THE REQUEST:
Take the line that contains "Exercise. Identify the green moss" as the first line and the final line of the records as the last; return exactly those lines and the lines between.

DATA SHOWN:
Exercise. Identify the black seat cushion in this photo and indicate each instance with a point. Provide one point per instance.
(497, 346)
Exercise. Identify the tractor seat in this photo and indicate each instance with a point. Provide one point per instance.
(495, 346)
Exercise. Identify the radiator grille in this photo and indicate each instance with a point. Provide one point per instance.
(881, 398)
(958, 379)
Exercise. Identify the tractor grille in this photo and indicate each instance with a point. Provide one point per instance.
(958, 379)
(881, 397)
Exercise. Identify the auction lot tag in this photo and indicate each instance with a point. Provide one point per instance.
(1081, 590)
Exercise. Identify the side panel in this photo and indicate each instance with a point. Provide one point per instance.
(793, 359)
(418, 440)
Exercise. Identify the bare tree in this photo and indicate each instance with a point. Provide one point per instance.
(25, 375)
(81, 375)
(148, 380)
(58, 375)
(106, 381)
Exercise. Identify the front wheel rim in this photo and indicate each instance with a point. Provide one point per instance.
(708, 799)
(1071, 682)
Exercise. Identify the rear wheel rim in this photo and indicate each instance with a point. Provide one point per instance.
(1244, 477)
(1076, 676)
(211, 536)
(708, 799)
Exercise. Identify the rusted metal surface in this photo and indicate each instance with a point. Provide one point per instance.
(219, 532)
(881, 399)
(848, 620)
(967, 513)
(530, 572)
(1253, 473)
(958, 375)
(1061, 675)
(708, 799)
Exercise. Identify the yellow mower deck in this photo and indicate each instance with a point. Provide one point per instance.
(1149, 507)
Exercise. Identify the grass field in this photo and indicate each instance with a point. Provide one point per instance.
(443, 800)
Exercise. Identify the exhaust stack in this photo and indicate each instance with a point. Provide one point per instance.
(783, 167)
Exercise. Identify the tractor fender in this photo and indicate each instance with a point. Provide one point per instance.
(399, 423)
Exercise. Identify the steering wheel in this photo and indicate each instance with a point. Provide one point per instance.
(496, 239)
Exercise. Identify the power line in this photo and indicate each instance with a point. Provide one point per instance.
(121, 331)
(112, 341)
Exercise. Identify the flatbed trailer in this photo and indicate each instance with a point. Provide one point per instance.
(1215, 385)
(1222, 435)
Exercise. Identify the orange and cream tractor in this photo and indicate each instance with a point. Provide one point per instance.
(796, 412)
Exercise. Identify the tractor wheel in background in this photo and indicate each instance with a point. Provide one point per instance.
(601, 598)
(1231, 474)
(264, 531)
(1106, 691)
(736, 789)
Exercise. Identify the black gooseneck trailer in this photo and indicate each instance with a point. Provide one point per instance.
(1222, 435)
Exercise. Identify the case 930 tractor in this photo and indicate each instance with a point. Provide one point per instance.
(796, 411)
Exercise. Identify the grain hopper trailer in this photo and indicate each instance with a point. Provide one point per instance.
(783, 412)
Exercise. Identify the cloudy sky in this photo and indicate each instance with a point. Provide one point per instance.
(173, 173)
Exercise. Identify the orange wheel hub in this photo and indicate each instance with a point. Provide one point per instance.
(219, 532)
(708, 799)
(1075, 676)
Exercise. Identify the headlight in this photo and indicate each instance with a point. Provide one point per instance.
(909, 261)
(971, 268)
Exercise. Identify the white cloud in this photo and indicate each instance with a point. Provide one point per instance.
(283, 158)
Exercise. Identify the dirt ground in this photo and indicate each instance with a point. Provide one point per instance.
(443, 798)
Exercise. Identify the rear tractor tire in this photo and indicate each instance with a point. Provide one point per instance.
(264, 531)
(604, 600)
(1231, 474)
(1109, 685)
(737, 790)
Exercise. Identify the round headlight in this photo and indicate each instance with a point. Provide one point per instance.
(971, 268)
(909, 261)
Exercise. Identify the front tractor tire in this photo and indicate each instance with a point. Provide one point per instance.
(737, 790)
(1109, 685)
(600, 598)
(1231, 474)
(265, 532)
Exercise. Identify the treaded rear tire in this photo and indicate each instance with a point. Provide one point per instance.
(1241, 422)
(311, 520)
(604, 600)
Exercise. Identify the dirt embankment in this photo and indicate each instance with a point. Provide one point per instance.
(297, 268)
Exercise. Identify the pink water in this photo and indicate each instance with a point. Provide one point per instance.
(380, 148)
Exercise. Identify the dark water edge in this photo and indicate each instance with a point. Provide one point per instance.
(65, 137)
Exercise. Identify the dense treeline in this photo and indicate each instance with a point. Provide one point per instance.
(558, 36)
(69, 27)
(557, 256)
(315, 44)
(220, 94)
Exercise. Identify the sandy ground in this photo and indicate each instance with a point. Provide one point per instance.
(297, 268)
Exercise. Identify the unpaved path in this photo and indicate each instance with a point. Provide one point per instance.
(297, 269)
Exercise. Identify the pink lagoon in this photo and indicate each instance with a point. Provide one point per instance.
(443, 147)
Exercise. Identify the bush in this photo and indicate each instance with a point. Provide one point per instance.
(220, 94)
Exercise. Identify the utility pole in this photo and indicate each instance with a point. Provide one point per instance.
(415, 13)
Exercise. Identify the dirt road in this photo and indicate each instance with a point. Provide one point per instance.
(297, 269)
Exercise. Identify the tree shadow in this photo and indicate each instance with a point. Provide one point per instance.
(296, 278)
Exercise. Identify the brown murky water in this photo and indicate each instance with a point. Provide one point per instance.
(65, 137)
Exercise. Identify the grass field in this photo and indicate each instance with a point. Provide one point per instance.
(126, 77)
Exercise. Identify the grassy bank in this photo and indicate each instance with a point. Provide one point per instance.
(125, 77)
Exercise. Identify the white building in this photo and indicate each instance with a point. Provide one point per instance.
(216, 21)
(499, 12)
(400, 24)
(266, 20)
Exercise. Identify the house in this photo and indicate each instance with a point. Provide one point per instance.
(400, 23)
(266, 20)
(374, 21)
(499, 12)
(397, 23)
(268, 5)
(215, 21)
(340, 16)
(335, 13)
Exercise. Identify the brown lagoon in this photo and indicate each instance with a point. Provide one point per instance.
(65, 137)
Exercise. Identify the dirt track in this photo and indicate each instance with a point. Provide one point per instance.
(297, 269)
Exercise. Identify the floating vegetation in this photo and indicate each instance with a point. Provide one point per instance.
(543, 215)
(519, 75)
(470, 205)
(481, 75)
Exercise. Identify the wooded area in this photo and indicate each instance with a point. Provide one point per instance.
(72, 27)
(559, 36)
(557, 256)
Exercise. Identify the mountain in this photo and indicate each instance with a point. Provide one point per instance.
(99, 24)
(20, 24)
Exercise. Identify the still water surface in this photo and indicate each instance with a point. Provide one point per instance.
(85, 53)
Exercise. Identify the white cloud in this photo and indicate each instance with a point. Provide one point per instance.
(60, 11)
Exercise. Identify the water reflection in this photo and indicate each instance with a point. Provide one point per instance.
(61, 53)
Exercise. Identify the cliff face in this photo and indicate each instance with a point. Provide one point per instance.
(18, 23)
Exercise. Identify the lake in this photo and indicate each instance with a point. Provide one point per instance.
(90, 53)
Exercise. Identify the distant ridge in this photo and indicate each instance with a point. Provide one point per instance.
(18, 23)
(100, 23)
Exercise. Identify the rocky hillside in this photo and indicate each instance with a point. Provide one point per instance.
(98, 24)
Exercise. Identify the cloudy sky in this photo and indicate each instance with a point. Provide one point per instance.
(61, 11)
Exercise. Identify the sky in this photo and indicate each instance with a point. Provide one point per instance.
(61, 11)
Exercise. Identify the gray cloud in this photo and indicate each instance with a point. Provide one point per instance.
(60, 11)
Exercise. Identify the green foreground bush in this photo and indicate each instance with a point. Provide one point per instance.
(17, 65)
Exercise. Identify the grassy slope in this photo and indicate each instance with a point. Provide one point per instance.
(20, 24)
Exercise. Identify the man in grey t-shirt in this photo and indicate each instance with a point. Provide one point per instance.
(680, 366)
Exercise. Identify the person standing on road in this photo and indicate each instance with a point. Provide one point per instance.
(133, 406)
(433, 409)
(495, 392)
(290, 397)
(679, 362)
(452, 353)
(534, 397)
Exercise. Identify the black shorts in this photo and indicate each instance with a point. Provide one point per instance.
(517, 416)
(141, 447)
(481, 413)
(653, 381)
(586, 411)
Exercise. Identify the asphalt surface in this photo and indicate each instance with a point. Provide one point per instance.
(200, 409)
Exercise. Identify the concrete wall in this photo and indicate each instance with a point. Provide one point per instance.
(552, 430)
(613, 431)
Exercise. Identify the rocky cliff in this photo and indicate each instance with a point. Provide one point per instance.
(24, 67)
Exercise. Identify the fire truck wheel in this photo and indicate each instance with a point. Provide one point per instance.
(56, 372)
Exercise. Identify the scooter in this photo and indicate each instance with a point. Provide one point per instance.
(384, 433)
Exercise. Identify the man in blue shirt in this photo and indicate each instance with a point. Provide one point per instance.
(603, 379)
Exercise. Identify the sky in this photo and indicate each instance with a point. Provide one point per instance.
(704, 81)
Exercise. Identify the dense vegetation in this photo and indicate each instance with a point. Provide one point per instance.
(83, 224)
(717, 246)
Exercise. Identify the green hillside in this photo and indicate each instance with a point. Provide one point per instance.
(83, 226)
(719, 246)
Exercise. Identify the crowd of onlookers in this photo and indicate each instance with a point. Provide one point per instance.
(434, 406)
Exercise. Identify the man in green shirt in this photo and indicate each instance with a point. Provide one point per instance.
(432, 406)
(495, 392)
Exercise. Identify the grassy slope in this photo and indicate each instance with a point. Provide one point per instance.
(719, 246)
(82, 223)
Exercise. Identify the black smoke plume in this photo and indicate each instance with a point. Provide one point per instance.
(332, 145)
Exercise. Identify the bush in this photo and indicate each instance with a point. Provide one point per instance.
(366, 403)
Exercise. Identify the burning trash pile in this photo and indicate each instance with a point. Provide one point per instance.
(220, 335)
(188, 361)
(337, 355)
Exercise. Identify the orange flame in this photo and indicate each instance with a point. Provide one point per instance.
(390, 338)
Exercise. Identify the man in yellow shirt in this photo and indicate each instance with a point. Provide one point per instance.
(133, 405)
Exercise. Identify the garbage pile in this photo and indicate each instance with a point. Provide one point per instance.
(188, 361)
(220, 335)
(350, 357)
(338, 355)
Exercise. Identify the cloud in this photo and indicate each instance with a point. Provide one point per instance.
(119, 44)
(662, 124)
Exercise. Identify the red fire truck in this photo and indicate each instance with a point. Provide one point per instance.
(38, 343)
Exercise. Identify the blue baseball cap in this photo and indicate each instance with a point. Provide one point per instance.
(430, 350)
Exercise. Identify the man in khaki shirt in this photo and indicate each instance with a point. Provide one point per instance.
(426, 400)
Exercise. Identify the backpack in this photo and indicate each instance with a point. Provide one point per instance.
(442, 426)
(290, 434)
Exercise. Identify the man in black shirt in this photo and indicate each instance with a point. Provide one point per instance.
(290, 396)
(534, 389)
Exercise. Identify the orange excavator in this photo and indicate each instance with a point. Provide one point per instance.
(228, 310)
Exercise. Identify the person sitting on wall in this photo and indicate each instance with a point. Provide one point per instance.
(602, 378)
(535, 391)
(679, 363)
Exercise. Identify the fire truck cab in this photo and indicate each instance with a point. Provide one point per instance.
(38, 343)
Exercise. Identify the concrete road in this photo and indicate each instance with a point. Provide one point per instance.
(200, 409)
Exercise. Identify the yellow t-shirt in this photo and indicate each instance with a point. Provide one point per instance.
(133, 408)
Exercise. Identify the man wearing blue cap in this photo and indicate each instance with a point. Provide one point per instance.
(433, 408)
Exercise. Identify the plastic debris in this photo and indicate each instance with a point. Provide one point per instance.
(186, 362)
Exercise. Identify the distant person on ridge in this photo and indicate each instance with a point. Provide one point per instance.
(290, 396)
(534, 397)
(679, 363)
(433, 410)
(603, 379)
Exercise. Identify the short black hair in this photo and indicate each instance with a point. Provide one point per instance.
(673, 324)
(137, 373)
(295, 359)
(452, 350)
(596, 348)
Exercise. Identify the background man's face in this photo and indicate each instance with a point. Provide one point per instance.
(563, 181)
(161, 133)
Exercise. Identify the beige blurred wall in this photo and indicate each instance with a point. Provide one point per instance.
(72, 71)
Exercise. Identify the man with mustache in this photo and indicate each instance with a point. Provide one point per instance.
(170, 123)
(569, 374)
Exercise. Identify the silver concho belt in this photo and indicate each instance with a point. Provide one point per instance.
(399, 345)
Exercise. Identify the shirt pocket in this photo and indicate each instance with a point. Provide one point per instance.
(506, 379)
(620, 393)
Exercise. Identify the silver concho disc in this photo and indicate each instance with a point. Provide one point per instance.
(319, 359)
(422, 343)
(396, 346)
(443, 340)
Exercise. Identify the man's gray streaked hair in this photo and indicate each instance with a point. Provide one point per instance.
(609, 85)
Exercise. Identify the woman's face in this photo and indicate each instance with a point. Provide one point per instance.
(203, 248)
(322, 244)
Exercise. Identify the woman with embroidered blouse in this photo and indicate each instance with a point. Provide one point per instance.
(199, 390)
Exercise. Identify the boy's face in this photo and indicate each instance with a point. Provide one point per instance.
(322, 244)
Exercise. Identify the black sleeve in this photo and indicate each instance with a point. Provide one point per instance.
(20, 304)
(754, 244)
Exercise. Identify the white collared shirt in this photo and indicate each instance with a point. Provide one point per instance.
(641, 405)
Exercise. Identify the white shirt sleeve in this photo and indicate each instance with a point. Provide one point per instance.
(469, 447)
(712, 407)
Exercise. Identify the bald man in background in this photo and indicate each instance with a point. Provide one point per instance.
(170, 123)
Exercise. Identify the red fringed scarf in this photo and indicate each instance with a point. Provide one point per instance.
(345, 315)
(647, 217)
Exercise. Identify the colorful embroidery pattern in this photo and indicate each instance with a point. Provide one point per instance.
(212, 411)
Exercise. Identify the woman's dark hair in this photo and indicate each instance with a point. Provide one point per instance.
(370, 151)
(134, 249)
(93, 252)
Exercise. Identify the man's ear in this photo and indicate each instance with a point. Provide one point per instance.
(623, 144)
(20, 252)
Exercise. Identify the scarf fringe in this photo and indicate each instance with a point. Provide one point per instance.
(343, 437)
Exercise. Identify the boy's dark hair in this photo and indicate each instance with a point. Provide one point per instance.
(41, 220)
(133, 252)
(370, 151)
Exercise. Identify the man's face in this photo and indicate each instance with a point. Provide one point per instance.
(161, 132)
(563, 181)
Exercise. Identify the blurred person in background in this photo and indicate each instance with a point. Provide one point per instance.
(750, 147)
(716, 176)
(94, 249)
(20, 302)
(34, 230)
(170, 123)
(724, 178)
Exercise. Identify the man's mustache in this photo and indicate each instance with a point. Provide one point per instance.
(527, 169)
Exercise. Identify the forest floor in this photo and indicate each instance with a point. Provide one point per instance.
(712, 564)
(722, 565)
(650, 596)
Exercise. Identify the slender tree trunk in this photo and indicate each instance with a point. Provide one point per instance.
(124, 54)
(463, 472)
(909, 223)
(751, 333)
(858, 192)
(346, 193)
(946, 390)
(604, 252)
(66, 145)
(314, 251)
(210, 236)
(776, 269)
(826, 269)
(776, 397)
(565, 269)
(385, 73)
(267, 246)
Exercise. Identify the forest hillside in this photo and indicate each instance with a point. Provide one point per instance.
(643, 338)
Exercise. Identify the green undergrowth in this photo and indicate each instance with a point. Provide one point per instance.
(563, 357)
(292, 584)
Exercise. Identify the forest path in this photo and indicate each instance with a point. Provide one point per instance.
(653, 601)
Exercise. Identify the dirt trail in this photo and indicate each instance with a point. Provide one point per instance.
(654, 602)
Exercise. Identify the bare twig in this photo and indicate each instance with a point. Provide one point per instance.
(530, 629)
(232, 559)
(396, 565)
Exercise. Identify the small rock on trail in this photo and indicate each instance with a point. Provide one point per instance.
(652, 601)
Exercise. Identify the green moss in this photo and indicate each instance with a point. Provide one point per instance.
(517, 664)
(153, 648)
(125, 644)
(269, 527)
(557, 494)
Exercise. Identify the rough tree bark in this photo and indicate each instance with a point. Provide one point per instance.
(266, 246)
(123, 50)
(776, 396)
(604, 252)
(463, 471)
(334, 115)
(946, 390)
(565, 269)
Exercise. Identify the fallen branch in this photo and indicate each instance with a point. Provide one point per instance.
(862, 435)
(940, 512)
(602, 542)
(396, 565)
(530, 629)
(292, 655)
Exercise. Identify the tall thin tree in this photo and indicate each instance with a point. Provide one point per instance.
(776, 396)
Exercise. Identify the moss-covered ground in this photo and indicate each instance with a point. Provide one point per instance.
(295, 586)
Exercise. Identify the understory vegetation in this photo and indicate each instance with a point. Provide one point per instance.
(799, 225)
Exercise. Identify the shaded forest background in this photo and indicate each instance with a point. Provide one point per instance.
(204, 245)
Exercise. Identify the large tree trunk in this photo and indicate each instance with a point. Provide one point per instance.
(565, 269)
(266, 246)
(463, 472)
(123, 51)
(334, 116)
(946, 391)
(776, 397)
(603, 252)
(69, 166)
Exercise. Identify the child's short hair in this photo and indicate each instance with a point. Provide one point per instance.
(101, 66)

SOLUTION FOR THIS EXERCISE:
Exercise. Identify the green moss in this photo and indicate each instance with a point. Provide one point per instance.
(517, 664)
(153, 648)
(125, 644)
(269, 527)
(557, 494)
Exercise. Identify the rough tree bark in this photo and indicate each instance with a point. Provide one point per instance.
(266, 246)
(123, 50)
(776, 396)
(604, 252)
(463, 471)
(334, 115)
(946, 390)
(565, 269)
Exercise. Identify the fallen branch in this photo and indicate each instance with a point. Provide one point per instance.
(862, 435)
(940, 512)
(602, 542)
(396, 565)
(530, 629)
(292, 655)
Exercise. Identify the tall thin tree in this photo and indicate each instance with a point. Provide one point per instance.
(776, 396)
Exercise. Identify the moss-covered ground in this photo and indicate each instance with a point. Provide one point per instance.
(295, 586)
Exercise. Identify the understory vegetation in this photo and indicate each instance with a point. Provide one point per instance.
(799, 225)
Exercise. Identify the shaded forest background in this photo and indicate each instance with a point. Provide one point per instance.
(204, 245)
Exercise. Identify the large tree trunk in this photo and indicate each instance with a point. Provide one point per instance.
(565, 269)
(266, 246)
(463, 472)
(123, 51)
(334, 116)
(946, 391)
(776, 397)
(603, 252)
(69, 166)
Exercise. Identify the child's short hair in this photo and indicate each instance with a point. Provide one point per instance.
(101, 66)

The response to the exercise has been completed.